*** Passage to read Section Begins ***

Through an open-records request, The New American has obtained documents that shed fresh light on the gravity of the decision in a landmark medical malpractice case — the only wrongful death jury trial in the country for a death officially declared to be caused by Covid. The decision in favor of the defense, handed down in June, should serve as a warning to us all.
Readers of The New American are already familiar with the story of Grace Schara, a Wisconsin teen with Down syndrome who lost her life in a Covid hospital in October, 2021. (Those new to the story can read about it here and can also access recordings of our livestream of the proceedings here.)
In short, the plaintiffs alleged that Grace died from intentional overdoses of sedative, benzodiazepine, and opioid medications, while the defense insisted that a SARS-CoV-2 infection ended her life.
Just days after the lawsuit ended, The New American interviewed Scott Schara, Grace’s dad, who said the outcome proves that informed consent, enshrined in the Nuremberg Code of 1947, is finished.
“Just by being in a hospital, you are giving implied consent,” he warned of the precedent this case sets. He said that the defense claimed, and the jury endorsed the idea, that the drugs in question were normal in an ICU, so no informed consent was necessary, nor did providers need bother to inform the family when Grace survived two drug overdoses early during her hospital stay. He also pointed out that the jury upheld defense witnesses who claimed that a “Do Not Intubate” order (DNI) is equivalent to a “Do Not Resuscitate” order (DNR), and that a doctor may unilaterally place either on a patient, also without informed consent.
Prior Complaints
However, before suing, Scott Schara filed a complaint with Wisconsin’s Department of Safety and Professional Services (DSPS), the state agency which oversees licensed professionals. It accused the physician who took care of Grace during the last two days of her life, Dr. Gavin Shokar, of “label[ing] the patient as DNR and overdos[ing] her on morphine.”

*** Passage to read Section Ends ***

Study questions:
1. According to the article on the Grace Schara case, which state agency did Scott Schara file a complaint with before suing?
2. Retype the part of the article on the Grace Schara case from "Through an open-records" to "the proceedings here.)".
3. Translate this sentence from the article on the Grace Schara case into Spanish: "In short, the plaintiffs alleged that Grace died from intentional overdoses of sedative, benzodiazepine, and opioid medications, while the defense insisted that a SARS-CoV-2 infection ended her life."

*** Record excerpts Section Begins ***

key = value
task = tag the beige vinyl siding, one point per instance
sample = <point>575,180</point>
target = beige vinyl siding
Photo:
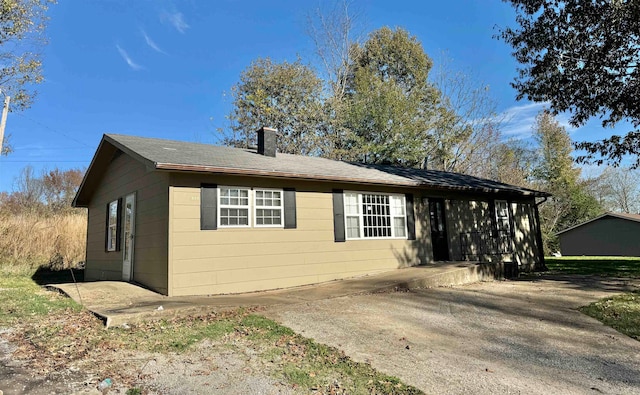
<point>235,260</point>
<point>123,176</point>
<point>606,236</point>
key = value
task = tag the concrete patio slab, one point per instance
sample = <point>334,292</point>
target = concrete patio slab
<point>121,303</point>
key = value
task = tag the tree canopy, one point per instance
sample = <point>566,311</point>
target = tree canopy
<point>556,173</point>
<point>392,104</point>
<point>582,57</point>
<point>285,96</point>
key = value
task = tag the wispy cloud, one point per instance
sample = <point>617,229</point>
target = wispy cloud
<point>128,59</point>
<point>151,43</point>
<point>519,121</point>
<point>175,19</point>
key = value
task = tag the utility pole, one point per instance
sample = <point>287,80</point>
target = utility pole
<point>3,120</point>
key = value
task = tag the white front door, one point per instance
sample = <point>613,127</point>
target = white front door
<point>128,236</point>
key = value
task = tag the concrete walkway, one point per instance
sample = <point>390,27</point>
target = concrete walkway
<point>121,303</point>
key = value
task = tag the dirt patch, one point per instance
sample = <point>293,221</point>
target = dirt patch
<point>500,337</point>
<point>212,367</point>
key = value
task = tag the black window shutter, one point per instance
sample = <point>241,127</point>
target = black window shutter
<point>106,228</point>
<point>411,221</point>
<point>208,207</point>
<point>290,208</point>
<point>338,215</point>
<point>119,225</point>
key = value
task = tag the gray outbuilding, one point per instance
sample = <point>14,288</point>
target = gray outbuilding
<point>611,234</point>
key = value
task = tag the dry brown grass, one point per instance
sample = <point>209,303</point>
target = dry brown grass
<point>33,240</point>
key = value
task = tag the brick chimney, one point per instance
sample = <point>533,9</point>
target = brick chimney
<point>267,141</point>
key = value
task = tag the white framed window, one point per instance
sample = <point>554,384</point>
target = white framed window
<point>375,215</point>
<point>112,226</point>
<point>268,207</point>
<point>233,207</point>
<point>502,215</point>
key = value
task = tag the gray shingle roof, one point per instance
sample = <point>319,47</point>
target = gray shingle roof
<point>182,156</point>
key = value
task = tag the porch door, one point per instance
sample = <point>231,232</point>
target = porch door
<point>438,230</point>
<point>128,236</point>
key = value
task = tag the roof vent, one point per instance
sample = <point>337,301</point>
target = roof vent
<point>267,141</point>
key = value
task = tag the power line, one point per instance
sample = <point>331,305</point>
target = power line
<point>54,130</point>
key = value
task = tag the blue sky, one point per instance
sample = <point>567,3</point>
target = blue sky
<point>162,69</point>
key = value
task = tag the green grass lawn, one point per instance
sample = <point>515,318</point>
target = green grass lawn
<point>52,331</point>
<point>621,312</point>
<point>595,265</point>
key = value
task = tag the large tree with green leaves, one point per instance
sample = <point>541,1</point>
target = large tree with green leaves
<point>582,57</point>
<point>285,96</point>
<point>556,173</point>
<point>22,23</point>
<point>392,106</point>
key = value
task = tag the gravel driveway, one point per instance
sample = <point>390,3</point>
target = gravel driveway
<point>521,336</point>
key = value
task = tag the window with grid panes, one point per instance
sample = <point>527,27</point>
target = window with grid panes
<point>234,207</point>
<point>502,215</point>
<point>268,207</point>
<point>375,215</point>
<point>112,226</point>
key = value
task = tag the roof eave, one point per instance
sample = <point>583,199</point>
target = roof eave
<point>314,177</point>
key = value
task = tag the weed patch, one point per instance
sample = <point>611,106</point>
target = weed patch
<point>602,266</point>
<point>621,312</point>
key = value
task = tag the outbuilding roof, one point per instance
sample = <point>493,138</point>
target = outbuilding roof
<point>625,216</point>
<point>170,155</point>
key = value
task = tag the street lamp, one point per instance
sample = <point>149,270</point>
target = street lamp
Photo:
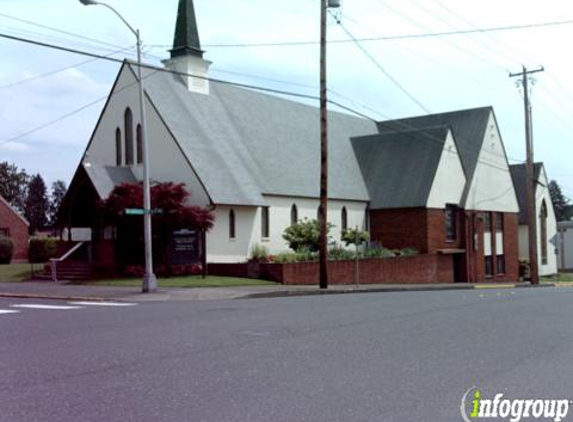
<point>149,283</point>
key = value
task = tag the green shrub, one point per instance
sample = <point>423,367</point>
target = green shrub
<point>338,253</point>
<point>6,250</point>
<point>377,251</point>
<point>42,249</point>
<point>349,236</point>
<point>304,235</point>
<point>285,258</point>
<point>259,253</point>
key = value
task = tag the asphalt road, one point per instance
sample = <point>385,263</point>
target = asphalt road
<point>362,357</point>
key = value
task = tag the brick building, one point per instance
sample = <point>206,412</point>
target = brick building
<point>14,226</point>
<point>438,183</point>
<point>441,184</point>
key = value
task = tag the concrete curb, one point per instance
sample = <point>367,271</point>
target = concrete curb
<point>420,288</point>
<point>56,297</point>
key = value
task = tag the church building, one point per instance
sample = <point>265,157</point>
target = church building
<point>438,183</point>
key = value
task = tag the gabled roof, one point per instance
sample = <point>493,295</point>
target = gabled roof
<point>518,173</point>
<point>399,167</point>
<point>106,178</point>
<point>11,208</point>
<point>243,144</point>
<point>468,126</point>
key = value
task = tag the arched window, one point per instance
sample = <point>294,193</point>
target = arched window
<point>543,232</point>
<point>128,129</point>
<point>293,214</point>
<point>139,138</point>
<point>232,233</point>
<point>118,154</point>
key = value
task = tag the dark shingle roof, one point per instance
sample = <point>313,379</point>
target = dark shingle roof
<point>243,144</point>
<point>518,175</point>
<point>105,178</point>
<point>399,167</point>
<point>468,126</point>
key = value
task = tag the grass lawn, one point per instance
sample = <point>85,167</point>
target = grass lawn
<point>558,278</point>
<point>14,273</point>
<point>188,282</point>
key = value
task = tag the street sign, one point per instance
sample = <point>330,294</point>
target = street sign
<point>141,211</point>
<point>134,211</point>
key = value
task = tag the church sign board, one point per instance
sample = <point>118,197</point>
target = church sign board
<point>187,247</point>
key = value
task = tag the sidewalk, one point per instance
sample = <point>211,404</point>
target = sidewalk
<point>63,291</point>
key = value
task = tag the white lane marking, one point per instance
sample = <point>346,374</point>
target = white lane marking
<point>54,307</point>
<point>102,304</point>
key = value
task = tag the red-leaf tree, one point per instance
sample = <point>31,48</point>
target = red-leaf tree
<point>171,199</point>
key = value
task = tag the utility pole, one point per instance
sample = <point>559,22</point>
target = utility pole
<point>530,176</point>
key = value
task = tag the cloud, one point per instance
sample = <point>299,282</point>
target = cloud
<point>15,148</point>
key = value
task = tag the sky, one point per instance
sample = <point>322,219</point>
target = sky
<point>50,100</point>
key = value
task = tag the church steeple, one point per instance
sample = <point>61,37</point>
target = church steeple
<point>186,55</point>
<point>186,41</point>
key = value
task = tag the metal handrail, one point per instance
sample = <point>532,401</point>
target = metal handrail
<point>54,261</point>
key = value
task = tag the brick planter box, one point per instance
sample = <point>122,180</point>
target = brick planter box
<point>417,269</point>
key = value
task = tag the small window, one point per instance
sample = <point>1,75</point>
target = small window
<point>128,129</point>
<point>232,233</point>
<point>489,266</point>
<point>499,222</point>
<point>293,214</point>
<point>118,148</point>
<point>451,222</point>
<point>139,137</point>
<point>265,224</point>
<point>501,264</point>
<point>487,222</point>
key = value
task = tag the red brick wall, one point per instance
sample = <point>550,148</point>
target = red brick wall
<point>18,231</point>
<point>510,246</point>
<point>400,270</point>
<point>420,228</point>
<point>400,228</point>
<point>436,223</point>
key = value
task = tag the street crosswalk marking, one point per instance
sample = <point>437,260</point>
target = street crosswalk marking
<point>118,304</point>
<point>51,307</point>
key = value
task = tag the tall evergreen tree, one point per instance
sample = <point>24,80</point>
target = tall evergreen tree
<point>37,205</point>
<point>59,190</point>
<point>560,202</point>
<point>13,185</point>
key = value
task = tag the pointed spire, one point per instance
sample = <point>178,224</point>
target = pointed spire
<point>186,40</point>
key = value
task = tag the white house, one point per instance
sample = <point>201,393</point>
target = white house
<point>546,221</point>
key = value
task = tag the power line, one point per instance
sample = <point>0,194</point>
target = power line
<point>387,37</point>
<point>58,30</point>
<point>155,69</point>
<point>54,72</point>
<point>384,71</point>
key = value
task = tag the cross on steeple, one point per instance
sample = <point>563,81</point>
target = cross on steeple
<point>186,41</point>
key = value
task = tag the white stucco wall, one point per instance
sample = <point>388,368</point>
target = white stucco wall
<point>565,258</point>
<point>221,248</point>
<point>492,187</point>
<point>541,195</point>
<point>167,162</point>
<point>450,180</point>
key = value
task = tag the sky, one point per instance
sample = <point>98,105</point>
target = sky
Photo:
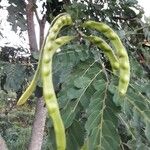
<point>20,42</point>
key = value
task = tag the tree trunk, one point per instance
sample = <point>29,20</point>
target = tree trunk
<point>38,126</point>
<point>3,145</point>
<point>40,113</point>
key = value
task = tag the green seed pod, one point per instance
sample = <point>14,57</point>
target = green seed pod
<point>48,89</point>
<point>107,51</point>
<point>120,52</point>
<point>58,19</point>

*** Record excerpts Section Ends ***

Exercise answers:
1. Wisconsin's Department of Safety and Professional Services (DSPS).

2.
Through an open-records request, The New American has obtained documents that shed fresh light on the gravity of the decision in a landmark medical malpractice case — the only wrongful death jury trial in the country for a death officially declared to be caused by Covid. The decision in favor of the defense, handed down in June, should serve as a warning to us all.
Readers of The New American are already familiar with the story of Grace Schara, a Wisconsin teen with Down syndrome who lost her life in a Covid hospital in October, 2021. (Those new to the story can read about it here and can also access recordings of our livestream of the proceedings here.)

3. En resumen, los demandantes alegaron que Grace murió por sobredosis intencionales de medicamentos sedantes, benzodiacepínicos y opioides, mientras que la defensa insistió en que una infección por SARS-CoV-2 acabó con su vida.